TO DO => As the answer, set down the lines below from the one containing "Target: green foliage" through the one containing "Target: bare arm", exactly and inclusively, and no others.

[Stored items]
↓

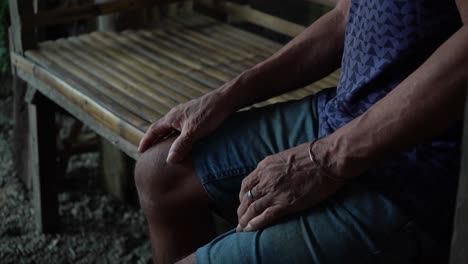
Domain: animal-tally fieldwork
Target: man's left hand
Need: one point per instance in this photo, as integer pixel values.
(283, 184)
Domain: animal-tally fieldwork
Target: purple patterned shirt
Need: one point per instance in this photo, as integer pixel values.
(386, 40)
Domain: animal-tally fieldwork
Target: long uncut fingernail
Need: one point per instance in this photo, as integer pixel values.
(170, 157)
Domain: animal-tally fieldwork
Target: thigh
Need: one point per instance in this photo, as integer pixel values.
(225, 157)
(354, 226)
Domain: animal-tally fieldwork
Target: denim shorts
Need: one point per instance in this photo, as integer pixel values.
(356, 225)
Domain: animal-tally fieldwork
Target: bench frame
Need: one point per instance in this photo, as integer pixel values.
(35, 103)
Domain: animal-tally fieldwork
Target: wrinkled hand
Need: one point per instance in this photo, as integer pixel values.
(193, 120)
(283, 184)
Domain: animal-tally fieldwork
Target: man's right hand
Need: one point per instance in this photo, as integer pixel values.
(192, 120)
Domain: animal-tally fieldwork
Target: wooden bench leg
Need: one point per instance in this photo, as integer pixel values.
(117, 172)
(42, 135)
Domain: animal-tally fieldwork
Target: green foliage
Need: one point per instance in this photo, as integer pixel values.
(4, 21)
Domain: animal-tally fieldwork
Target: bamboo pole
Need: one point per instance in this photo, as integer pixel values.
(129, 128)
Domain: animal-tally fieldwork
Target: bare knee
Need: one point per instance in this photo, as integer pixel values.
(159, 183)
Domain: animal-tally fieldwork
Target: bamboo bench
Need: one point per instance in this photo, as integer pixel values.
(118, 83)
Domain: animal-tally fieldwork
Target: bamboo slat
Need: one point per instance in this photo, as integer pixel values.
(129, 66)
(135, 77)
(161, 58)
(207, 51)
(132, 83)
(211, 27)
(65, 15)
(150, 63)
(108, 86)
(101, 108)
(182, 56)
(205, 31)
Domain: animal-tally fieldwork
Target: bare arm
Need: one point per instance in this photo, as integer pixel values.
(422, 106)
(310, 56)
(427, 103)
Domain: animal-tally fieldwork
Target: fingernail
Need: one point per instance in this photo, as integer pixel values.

↑
↓

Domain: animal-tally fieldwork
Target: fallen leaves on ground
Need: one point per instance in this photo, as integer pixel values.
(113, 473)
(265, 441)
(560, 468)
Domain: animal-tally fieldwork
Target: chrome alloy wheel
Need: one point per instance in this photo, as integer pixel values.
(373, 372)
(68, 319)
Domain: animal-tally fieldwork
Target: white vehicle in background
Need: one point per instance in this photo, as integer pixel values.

↑

WRITTEN ANSWER =>
Target: green foliage
Need: one point per instance in this photo, as integer pixel values.
(4, 21)
Domain: animal-tally fieldwork
Target: bamboo pole
Need: one point per instance in this photo, as integer pixel values.
(129, 128)
Domain: animal-tally fieldwork
Target: bare knee
Need: one point per instance in this photo, as integer pixel values.
(159, 183)
Domain: animal-tally fieldwork
Target: bamboo bench
Need: one point per instance in this photo, as integer pixel values.
(118, 83)
Domain: animal-tally fieldwork
Target: bamboo slat
Need: one point per instance in this photo, as integer pixel values.
(129, 66)
(135, 77)
(161, 58)
(207, 51)
(132, 83)
(211, 27)
(65, 15)
(150, 63)
(108, 86)
(101, 108)
(182, 56)
(205, 31)
Domain: animal-tally fieldwork
Target: bare arm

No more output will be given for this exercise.